Requirement | Display every line of the records below that contains the word "fence", treating uppercase and lowercase letters as distinct.

Extracted records |
⁂
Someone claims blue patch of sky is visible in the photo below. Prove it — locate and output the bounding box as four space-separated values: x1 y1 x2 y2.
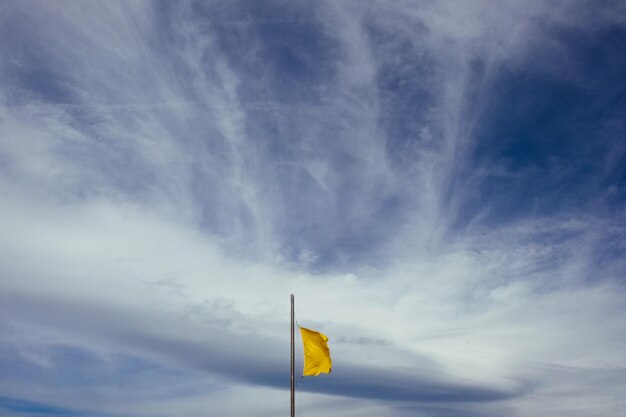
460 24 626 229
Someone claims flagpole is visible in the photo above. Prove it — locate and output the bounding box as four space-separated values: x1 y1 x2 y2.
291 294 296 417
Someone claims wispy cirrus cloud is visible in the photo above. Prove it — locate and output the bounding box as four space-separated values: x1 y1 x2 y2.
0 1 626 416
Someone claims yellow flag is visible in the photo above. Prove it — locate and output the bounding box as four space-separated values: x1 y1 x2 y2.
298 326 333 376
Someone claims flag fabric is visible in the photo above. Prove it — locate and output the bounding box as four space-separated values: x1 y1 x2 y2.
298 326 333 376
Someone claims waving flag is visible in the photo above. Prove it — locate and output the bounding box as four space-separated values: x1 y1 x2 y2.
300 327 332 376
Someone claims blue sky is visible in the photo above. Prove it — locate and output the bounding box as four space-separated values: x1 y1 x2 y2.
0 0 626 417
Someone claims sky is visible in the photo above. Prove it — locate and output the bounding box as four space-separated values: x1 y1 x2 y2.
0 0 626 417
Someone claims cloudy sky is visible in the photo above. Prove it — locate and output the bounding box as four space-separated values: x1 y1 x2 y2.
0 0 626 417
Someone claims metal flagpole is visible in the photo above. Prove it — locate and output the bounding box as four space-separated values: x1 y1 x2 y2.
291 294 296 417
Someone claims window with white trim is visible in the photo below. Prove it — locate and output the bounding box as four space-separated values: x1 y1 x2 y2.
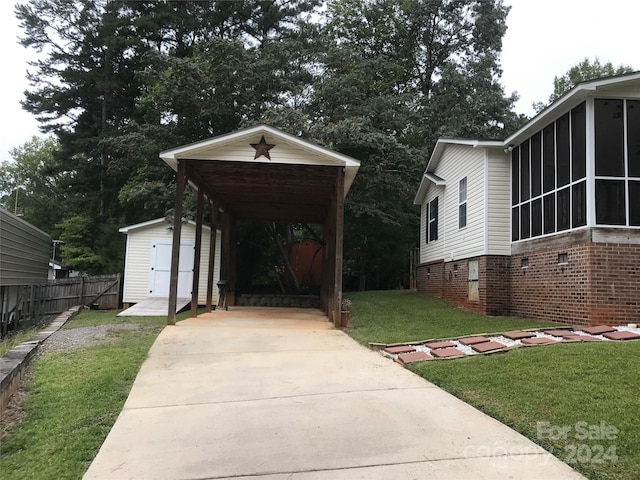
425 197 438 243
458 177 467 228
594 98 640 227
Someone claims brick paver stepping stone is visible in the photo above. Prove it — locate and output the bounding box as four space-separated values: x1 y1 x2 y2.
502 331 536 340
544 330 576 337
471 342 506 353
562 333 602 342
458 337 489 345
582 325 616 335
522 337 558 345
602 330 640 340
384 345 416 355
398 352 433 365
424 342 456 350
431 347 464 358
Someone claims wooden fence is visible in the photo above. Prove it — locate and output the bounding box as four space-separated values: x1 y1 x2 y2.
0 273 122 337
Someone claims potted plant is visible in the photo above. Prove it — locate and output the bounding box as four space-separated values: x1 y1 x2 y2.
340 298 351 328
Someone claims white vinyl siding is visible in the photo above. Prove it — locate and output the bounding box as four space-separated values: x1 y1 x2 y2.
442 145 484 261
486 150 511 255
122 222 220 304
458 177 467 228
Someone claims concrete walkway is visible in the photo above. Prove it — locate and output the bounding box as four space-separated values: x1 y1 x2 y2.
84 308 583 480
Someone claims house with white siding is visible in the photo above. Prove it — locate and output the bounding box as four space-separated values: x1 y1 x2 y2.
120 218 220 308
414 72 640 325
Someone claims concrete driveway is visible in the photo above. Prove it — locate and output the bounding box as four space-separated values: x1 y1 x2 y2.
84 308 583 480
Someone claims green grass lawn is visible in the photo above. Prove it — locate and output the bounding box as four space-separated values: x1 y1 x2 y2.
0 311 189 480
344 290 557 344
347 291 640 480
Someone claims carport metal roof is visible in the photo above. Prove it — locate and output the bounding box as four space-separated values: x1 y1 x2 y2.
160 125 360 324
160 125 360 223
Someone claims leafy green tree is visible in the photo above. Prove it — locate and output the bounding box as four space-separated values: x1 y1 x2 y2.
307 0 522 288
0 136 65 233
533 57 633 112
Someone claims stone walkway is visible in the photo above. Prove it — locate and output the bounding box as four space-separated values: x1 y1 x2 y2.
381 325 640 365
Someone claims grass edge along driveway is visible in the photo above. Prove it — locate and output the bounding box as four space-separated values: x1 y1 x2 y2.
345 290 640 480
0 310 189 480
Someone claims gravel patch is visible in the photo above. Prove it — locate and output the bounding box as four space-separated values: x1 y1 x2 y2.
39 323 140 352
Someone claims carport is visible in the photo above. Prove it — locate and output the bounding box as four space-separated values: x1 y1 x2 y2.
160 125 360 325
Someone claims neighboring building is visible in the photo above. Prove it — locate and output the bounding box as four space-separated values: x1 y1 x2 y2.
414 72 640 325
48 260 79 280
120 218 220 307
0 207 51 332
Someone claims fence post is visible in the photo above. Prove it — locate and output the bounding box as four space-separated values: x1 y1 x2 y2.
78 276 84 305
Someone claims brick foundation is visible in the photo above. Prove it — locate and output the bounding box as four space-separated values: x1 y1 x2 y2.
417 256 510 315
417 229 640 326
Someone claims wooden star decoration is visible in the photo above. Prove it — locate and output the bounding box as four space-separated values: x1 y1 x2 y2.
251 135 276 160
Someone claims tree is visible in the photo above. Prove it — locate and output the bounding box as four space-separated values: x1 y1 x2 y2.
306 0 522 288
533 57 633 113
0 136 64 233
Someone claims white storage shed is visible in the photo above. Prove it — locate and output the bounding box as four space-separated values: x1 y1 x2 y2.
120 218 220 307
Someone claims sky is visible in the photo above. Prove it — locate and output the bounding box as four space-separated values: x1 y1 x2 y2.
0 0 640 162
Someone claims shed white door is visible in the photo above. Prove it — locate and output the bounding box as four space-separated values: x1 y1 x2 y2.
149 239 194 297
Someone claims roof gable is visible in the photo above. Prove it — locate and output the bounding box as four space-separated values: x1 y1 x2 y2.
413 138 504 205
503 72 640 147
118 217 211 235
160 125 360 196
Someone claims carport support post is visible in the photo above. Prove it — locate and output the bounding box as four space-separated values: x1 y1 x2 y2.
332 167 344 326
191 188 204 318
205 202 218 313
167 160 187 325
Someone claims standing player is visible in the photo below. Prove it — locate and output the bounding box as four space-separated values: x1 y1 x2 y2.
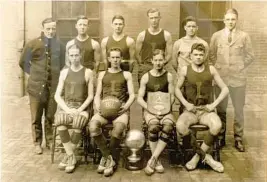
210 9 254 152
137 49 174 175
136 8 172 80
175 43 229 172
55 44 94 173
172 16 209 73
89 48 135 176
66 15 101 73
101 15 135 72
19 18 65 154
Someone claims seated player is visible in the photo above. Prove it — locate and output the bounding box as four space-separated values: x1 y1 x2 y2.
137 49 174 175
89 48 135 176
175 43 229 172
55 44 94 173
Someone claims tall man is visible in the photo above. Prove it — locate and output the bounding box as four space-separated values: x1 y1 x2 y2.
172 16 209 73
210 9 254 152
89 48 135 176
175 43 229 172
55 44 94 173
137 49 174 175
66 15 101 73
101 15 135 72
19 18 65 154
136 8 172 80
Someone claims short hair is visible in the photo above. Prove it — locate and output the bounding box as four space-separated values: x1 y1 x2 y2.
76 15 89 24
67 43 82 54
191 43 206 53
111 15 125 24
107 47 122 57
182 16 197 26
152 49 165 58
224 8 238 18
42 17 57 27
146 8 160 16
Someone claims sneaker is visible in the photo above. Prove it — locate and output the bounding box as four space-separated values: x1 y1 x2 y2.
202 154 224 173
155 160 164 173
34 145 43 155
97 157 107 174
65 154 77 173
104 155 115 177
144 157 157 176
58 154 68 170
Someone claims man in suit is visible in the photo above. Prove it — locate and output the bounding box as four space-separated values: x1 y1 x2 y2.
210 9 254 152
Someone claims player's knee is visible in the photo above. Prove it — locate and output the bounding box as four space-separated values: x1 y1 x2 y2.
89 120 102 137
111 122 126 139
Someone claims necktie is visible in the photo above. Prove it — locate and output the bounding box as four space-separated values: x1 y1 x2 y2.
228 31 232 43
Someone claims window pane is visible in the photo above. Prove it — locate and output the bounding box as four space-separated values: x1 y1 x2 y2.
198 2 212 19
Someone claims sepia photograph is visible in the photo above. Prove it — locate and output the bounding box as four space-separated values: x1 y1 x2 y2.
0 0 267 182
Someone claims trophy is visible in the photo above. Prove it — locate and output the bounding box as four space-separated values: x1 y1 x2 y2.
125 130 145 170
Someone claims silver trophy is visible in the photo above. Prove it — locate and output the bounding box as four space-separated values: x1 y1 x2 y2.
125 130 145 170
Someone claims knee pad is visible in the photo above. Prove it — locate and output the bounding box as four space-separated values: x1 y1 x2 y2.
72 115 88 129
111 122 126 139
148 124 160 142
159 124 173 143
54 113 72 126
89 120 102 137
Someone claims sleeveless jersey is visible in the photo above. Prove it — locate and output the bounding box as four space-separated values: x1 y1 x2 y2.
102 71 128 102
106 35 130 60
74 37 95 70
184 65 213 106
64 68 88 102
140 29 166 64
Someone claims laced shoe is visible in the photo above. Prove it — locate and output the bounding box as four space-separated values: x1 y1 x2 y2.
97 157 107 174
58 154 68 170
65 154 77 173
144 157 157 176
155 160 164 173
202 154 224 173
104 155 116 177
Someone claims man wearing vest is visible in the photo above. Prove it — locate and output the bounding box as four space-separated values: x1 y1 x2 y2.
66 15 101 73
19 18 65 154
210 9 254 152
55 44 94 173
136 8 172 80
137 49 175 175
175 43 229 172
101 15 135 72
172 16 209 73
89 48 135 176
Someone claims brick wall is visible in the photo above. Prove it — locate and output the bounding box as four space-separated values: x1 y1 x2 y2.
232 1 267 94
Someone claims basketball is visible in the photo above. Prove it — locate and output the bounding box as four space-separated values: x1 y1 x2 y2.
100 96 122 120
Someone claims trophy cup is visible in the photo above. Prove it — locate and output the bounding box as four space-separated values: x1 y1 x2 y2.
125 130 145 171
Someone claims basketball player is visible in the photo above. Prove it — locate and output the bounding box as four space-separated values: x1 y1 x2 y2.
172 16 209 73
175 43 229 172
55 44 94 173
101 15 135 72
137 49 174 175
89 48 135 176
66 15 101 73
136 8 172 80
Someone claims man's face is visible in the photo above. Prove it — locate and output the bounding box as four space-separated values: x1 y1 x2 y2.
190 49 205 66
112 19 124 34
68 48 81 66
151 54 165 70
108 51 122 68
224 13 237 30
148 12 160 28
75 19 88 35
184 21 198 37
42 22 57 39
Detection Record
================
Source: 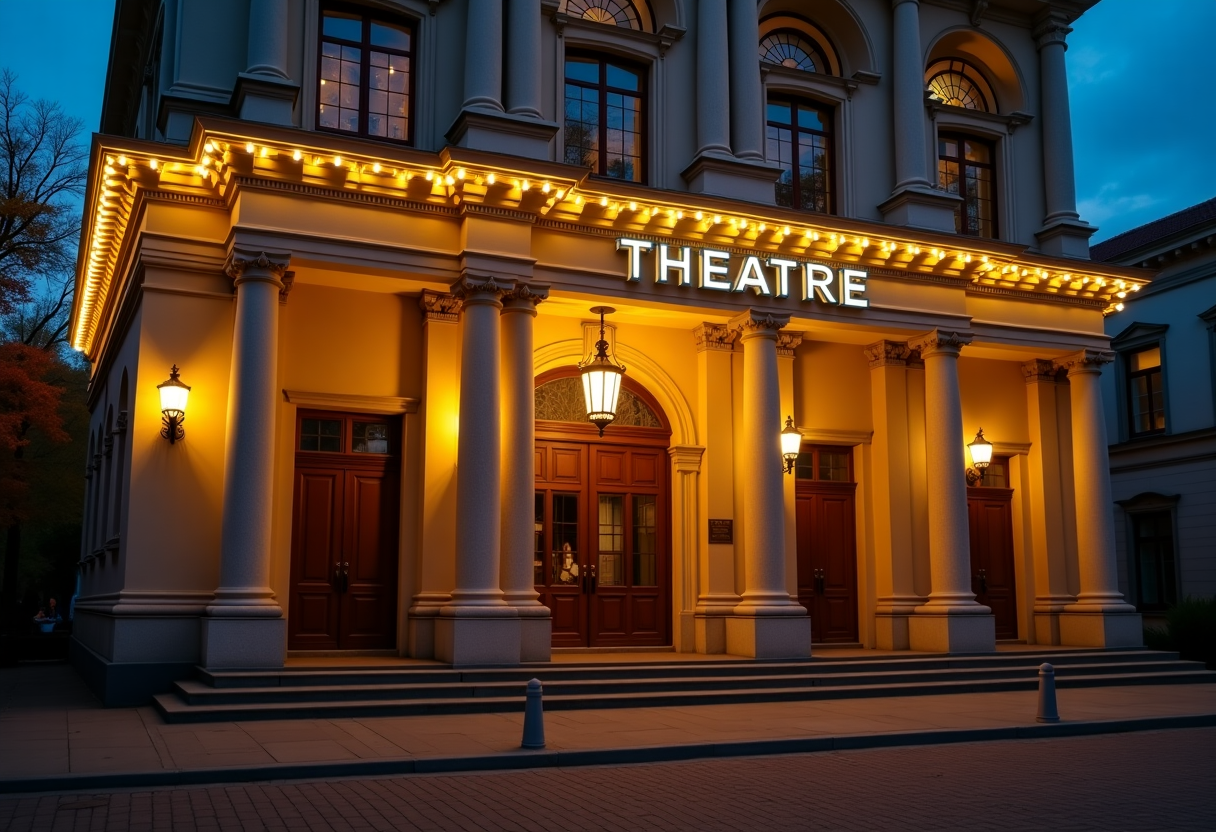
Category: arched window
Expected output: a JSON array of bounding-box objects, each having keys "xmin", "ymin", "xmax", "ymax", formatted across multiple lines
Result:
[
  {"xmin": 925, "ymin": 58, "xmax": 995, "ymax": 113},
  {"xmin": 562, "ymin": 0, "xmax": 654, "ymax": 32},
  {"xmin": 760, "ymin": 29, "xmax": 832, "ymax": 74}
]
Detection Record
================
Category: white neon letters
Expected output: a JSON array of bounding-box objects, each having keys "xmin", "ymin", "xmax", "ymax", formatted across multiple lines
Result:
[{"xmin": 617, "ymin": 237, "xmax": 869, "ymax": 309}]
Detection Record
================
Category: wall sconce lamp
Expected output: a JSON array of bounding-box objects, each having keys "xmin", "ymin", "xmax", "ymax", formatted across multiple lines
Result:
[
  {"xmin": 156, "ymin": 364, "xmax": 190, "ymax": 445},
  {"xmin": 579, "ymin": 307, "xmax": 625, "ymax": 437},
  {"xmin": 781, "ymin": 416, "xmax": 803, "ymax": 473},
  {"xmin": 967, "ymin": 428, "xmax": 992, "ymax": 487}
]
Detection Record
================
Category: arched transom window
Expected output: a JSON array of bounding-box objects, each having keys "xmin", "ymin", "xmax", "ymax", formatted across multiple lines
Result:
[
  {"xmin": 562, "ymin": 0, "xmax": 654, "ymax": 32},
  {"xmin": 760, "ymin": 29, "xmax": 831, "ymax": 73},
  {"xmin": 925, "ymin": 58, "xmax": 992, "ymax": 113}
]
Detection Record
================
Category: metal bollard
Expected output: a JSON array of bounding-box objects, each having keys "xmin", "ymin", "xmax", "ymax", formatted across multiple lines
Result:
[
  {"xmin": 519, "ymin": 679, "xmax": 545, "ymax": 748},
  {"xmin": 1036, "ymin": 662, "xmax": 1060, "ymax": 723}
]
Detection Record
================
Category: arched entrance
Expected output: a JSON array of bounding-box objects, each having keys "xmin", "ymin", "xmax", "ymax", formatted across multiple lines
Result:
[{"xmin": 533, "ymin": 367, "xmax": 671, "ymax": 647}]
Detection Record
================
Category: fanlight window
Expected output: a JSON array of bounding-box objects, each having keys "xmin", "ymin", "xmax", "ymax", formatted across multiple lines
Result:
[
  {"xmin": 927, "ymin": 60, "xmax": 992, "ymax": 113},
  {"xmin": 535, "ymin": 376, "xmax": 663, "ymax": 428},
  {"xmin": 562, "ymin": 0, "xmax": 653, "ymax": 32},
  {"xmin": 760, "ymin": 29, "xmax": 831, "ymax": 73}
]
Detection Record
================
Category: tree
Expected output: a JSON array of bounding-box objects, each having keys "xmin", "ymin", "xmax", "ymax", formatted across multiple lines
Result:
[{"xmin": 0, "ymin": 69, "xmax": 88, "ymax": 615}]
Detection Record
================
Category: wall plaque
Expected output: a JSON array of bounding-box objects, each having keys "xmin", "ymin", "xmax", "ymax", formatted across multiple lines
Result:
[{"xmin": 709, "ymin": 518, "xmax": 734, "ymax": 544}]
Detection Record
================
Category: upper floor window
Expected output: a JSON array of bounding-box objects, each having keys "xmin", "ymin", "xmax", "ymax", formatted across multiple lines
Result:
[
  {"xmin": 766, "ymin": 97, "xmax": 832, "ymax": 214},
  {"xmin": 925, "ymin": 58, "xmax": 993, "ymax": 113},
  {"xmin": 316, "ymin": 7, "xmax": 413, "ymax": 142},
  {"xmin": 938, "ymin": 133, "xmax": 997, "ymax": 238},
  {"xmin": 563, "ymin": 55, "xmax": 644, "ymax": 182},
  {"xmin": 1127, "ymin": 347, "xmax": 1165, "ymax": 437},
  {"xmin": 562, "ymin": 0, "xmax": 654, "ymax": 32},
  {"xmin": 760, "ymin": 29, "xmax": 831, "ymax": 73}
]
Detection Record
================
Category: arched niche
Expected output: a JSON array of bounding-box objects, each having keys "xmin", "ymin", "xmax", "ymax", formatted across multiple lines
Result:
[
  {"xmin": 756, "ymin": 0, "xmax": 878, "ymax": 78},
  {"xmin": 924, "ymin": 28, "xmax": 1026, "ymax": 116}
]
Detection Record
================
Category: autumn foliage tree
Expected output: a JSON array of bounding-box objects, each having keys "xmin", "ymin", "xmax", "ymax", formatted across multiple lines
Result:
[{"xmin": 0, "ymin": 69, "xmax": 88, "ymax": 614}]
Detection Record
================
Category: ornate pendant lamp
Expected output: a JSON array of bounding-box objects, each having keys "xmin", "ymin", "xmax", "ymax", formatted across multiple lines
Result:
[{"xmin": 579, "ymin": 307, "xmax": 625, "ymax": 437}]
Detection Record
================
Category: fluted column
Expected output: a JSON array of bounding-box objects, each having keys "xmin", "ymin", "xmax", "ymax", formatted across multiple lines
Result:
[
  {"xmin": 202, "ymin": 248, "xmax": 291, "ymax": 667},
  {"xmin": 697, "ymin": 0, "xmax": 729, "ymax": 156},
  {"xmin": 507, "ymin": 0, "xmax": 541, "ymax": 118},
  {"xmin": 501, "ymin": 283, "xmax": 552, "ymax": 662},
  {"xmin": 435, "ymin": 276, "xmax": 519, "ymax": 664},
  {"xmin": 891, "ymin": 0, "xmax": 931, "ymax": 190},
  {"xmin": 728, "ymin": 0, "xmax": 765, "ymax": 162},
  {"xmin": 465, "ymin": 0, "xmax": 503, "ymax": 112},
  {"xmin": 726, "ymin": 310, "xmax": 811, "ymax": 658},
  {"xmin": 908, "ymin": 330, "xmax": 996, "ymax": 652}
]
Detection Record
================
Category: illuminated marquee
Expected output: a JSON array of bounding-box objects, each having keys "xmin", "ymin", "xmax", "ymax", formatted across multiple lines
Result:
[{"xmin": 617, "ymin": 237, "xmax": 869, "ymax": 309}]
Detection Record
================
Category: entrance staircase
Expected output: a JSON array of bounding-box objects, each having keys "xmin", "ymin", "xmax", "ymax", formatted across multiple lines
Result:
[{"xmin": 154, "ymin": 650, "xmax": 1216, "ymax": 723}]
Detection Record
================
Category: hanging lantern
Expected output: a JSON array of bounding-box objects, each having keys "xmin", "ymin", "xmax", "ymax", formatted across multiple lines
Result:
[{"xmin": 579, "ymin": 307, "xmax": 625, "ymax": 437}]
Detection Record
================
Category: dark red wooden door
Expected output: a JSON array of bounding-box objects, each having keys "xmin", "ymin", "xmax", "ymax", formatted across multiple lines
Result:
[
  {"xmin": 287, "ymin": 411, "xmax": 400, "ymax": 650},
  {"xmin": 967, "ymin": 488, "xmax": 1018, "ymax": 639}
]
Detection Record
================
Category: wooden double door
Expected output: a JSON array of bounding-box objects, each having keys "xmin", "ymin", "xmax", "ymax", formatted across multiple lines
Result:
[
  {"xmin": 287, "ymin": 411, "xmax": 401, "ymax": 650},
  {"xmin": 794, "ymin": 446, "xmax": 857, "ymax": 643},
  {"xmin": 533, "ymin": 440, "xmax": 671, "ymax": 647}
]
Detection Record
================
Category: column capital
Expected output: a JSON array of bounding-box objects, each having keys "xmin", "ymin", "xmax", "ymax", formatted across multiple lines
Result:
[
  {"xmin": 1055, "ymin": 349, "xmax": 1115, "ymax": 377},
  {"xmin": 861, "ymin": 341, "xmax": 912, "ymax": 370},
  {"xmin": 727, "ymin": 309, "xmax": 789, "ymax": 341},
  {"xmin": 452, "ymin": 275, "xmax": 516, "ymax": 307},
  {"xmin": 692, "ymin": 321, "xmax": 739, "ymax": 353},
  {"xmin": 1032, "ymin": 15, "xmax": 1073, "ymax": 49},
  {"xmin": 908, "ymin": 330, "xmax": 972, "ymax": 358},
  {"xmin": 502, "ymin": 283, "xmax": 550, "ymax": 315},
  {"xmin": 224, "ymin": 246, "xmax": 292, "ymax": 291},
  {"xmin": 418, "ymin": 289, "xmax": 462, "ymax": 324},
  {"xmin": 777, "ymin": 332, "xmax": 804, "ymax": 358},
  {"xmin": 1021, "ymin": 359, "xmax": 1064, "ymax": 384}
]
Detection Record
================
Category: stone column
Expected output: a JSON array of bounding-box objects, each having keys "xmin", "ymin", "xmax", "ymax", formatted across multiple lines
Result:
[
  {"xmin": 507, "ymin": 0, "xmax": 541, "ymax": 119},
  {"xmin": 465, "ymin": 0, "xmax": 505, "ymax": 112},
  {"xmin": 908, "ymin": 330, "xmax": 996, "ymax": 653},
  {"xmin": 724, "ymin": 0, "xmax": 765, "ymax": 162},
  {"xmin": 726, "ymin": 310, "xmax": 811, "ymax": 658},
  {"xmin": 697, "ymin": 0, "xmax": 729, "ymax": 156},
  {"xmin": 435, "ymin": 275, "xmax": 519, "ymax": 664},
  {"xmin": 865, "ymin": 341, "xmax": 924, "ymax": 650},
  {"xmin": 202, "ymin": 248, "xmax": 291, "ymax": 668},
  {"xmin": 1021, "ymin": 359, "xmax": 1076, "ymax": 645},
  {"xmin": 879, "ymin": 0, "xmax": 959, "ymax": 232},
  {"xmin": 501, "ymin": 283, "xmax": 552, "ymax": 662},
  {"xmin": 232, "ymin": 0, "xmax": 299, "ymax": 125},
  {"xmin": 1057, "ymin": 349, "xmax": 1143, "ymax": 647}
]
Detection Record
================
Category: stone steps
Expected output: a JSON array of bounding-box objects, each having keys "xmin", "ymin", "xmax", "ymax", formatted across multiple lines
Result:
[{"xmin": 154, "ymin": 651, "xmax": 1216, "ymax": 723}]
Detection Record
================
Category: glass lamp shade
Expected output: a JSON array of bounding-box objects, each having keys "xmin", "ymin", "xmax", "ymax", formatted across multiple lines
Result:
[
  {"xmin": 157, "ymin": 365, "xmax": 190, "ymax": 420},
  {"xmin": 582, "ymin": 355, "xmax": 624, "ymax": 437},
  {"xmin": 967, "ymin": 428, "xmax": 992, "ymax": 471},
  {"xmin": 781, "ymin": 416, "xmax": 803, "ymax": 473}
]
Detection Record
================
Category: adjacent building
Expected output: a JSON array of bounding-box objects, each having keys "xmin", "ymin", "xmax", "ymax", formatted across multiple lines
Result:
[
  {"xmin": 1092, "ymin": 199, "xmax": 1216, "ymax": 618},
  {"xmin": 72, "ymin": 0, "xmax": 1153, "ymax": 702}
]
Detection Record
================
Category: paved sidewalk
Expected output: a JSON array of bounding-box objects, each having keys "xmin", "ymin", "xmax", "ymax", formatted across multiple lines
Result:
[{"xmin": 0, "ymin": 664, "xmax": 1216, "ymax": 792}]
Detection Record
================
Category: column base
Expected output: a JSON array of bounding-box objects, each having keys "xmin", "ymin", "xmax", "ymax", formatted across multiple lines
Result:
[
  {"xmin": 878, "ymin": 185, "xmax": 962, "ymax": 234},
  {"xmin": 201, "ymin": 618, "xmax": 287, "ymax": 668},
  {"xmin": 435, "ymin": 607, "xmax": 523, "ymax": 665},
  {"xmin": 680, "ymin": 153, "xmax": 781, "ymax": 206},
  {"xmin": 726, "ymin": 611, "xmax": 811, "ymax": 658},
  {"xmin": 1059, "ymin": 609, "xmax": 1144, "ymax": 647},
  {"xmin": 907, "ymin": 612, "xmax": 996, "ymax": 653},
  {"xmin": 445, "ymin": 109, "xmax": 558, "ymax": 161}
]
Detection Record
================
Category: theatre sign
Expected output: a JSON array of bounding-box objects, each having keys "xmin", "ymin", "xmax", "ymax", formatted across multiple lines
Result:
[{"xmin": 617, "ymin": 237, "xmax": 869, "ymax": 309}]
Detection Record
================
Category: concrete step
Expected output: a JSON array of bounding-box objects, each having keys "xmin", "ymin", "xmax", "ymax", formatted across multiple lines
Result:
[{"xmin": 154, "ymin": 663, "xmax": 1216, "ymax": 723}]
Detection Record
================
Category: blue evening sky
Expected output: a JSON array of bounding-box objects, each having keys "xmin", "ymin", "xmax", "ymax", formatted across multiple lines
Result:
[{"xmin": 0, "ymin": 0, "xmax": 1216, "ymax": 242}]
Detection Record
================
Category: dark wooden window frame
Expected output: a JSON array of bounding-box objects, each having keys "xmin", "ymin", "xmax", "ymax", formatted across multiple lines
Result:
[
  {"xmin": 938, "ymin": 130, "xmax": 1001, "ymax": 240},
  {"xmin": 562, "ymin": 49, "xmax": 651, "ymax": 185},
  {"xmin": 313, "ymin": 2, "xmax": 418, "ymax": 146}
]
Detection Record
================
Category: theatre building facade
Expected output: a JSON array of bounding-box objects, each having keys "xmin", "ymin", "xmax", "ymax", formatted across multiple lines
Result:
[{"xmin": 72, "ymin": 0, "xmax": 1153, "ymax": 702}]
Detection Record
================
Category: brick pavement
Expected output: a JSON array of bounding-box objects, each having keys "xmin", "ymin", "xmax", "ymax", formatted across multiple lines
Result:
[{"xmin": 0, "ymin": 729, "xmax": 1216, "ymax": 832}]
⁂
Written solution |
Someone claims wooden fence is visible in the photo above. Prove it — locate and output the bounding box as four space-separated values: x1 y1 x2 y2.
Someone claims fence post is visible in the photo above. Prove it — locate and output the bounding box as four space-separated values: x1 y1 x2 y2.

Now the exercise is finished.